(DIRECTIVE) Put every line of the records below into a JSON list of strings, one string per line, skipping blank lines. Leave the pictures out.

[Pointing dataset records]
----
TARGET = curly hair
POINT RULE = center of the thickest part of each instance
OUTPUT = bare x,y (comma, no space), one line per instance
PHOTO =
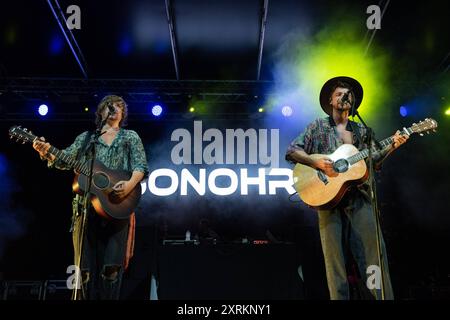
339,84
110,100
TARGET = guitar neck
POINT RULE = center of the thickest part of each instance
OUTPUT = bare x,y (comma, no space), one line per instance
71,161
384,143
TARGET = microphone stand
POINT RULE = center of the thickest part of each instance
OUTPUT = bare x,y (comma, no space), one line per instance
373,195
90,154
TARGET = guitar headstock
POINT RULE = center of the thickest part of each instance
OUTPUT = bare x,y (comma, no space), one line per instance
426,125
21,134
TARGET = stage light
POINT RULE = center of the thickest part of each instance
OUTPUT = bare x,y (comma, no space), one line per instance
286,111
43,110
157,110
403,111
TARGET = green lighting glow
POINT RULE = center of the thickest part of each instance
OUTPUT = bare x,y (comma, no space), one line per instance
339,50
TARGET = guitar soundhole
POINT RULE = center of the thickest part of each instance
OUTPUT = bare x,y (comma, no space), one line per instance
101,180
340,165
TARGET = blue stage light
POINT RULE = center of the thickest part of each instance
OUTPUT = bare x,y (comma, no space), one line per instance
286,111
157,110
43,110
403,111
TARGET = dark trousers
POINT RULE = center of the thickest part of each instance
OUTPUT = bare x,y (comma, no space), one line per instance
351,228
104,249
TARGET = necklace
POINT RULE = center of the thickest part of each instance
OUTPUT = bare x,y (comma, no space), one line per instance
112,129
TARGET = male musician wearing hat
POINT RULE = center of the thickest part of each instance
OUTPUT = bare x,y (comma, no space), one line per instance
349,227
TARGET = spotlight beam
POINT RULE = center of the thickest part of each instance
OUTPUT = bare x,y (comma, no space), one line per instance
59,16
173,39
261,36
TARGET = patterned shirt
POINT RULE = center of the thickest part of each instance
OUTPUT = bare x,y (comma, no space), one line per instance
126,152
321,136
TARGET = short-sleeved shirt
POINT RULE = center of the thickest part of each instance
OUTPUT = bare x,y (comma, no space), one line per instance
321,137
126,152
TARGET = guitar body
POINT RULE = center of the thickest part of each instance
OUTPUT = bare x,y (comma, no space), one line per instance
103,198
324,192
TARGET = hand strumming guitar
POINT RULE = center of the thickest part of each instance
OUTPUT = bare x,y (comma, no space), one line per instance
42,148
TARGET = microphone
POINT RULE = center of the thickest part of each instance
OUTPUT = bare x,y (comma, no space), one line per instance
345,98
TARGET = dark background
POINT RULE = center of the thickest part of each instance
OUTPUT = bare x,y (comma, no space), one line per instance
127,51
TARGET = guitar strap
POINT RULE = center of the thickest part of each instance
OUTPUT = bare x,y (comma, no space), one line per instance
84,146
357,134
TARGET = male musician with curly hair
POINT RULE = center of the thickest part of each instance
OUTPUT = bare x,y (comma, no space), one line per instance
350,226
107,244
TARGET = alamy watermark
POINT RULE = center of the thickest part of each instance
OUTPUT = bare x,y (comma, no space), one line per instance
374,20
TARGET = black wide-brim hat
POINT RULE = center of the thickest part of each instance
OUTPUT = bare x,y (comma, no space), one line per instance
330,84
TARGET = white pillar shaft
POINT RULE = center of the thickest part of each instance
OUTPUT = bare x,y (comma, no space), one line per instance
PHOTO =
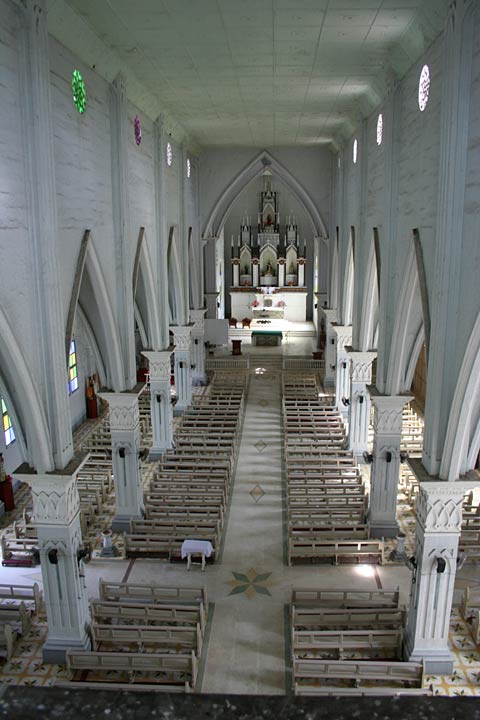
125,431
439,522
161,410
255,270
301,274
385,469
43,231
121,218
359,408
236,274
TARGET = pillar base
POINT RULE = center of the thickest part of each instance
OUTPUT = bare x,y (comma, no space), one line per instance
383,528
436,662
121,523
55,651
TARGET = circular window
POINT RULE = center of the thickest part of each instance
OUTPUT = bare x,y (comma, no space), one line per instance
423,88
78,91
138,129
380,129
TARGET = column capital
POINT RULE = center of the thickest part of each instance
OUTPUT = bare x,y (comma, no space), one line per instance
197,317
360,364
182,335
344,335
55,496
388,416
124,412
159,363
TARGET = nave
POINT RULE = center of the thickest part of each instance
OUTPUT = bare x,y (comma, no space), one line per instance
246,641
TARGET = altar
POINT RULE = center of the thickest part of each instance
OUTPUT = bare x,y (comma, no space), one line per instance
268,265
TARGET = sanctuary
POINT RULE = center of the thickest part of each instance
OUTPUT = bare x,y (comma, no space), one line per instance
268,264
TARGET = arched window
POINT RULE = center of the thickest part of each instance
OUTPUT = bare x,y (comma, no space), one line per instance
72,368
8,432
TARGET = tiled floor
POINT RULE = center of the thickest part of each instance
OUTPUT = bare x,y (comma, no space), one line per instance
----
(COMPLETE OUTPUT)
[
  "TARGET = curly hair",
  "POINT RULE = center of the thickest part of each instance",
  "OUTPUT = bare x,y (comma, no space), one line per instance",
  "PHOTO =",
  "339,84",
  "110,100",
  "TARGET = guitar neck",
  "POINT RULE = center of the thickest part of each instance",
  "OUTPUT = bare x,y (comma, no space), one line per instance",
  "71,161",
  "384,143",
  "TARGET = microphone stand",
  "POINT RULE = center of the thickest part of each instance",
  "OUTPUT = bare x,y (comma, no space), one line per instance",
  "373,195",
  "90,154",
  "TARGET = guitar headstock",
  "POINT RULE = center of the thickest part of each instance",
  "OUTPUT = bare x,y (comma, no space), one line per instance",
  "426,125",
  "21,134",
  "TARGET = stage light",
  "POINT RULE = center of the thickest part of each instance",
  "OUTPUT = bare x,y (comma, no space), one line per instance",
  "286,111",
  "43,110",
  "157,110",
  "403,111",
  "TARGET = green lighting glow",
  "POINT RULE = center of the thickest part of each instance",
  "OUTPUT = bare x,y (comma, no space), one line per instance",
  "339,50",
  "TARGET = guitar soundhole",
  "POINT RULE = center of the thickest part of each instance",
  "OUTPUT = bare x,y (comma, no space), one line per instance",
  "101,180",
  "340,165",
  "TARGET = blue stage light",
  "POINT RULE = center of the thickest part of each instance",
  "OUTPUT = bare x,y (comma, no space), one line per instance",
  "286,111",
  "157,110",
  "43,110",
  "403,111",
  "TARGET = dark trousers",
  "POINT RULE = center of the thickest part of each instance",
  "OUTPUT = bare x,y (comma, no space), one line per instance",
  "351,228",
  "104,249",
  "TARGET = necklace",
  "POINT RULE = center of the thickest part of each instance",
  "OUTPUT = bare x,y (comma, no space), one line per instance",
  "112,129",
  "TARGET = male musician wearing hat",
  "POINT RULE = center of the thickest part of each instance",
  "OUTPUT = bare x,y (comma, no space), one line per instance",
  "349,227",
  "TARGET = spotlight beam",
  "POINT RULE = center of the thickest part of each instance",
  "OUTPUT = bare x,y (comma, no space), one line per instance",
  "59,16",
  "173,39",
  "261,36",
  "TARGET = patterned shirt",
  "POINT RULE = center of the thickest part of each instance",
  "OUTPUT = bare x,y (comma, no space), one line per instance",
  "126,152",
  "321,136",
  "TARGET = short-sleeved shirt",
  "POINT RULE = center of the thickest part of each instance",
  "OUTPUT = bare x,y (comma, no space), one line per instance",
  "321,137",
  "126,152",
  "TARGET = guitar body",
  "POINT RULE = center of the thickest part of each instance",
  "OUTPUT = bare x,y (comma, no space), one line per instance",
  "103,198",
  "324,192",
  "TARGET = hand strumming guitar",
  "POINT RULE = center of the thickest part of each instance",
  "OUTPUT = bare x,y (comma, no space), one line per instance",
  "42,148",
  "TARGET = microphone",
  "POINT RULE = center of the thickest part of each instance",
  "OUTPUT = bare x,y (comma, no space), one line per instance",
  "345,98",
  "TARGET = dark background",
  "POINT RULE = center of the thickest part of each instance",
  "OUTPUT = bare x,y (comma, no space), one line per instance",
  "127,51",
  "TARGET = guitar strap",
  "POINT RULE = center of the thickest part of each instance",
  "OUTPUT = bare x,y (comma, no space), one line per instance",
  "84,146",
  "357,134",
  "TARGET = male musician with curly hair",
  "POINT RULE = center of the thickest part of each instance",
  "OUTPUT = bare x,y (comma, no space), one line per instance",
  "350,226",
  "107,244",
  "TARGET = alamy watermark",
  "POINT RULE = center of the thickest part of each instance",
  "OUTPUT = bare x,y (comma, no space), one line per instance",
  "374,20",
  "TARGET = black wide-brim hat",
  "POINT RULE = center of the thickest part of each instance",
  "OUTPUT = bare x,y (comma, no space), one line per instance",
  "330,84",
  "TARGET = white pillar shaft",
  "POINT RULE = center of the thickest part of each instance",
  "OUTPUT = bare x,y (comma, no space), one line per instance",
  "PHOTO =",
  "125,431",
  "439,522",
  "161,410",
  "255,270",
  "301,274",
  "385,469",
  "43,231",
  "121,218",
  "359,408",
  "236,274",
  "TARGET = pillar base",
  "POINT RULE = center of the thickest part of each instance",
  "OUTPUT = bare x,y (comma, no space), one line per instance",
  "383,528",
  "436,662",
  "121,523",
  "55,651",
  "TARGET = circular window",
  "POINT RULE = center of the thickest part of each instance",
  "OUTPUT = bare x,y (comma, no space), one line per instance",
  "423,88",
  "78,91",
  "138,129",
  "380,129",
  "TARGET = column capital",
  "POINT RULE = center of the thickest part of each instance",
  "OUTPUT = bare x,y (comma, no space), one line per instance",
  "197,317",
  "360,364",
  "182,335",
  "344,335",
  "55,496",
  "388,416",
  "124,412",
  "159,363",
  "TARGET = nave",
  "POINT RULE = center of the thickest part of each instance",
  "OUTPUT = bare x,y (comma, no space), one line per instance",
  "246,641",
  "TARGET = altar",
  "POINT RULE = center of the thickest part of each instance",
  "OUTPUT = bare x,y (comma, no space), one line per instance",
  "268,265",
  "TARGET = sanctuary",
  "POINT RULE = center of the thickest part of each instance",
  "OUTPUT = bare x,y (comma, no space), one line per instance",
  "268,264",
  "TARGET = arched window",
  "POINT RULE = center of the thickest part of each instance",
  "OUTPUT = bare x,y (comma, no space), one line per instance",
  "72,368",
  "8,432",
  "TARGET = tiled floor",
  "POINT RULE = center of the thickest part of each instance",
  "OUTPUT = bare x,y (comma, no space), one line per instance"
]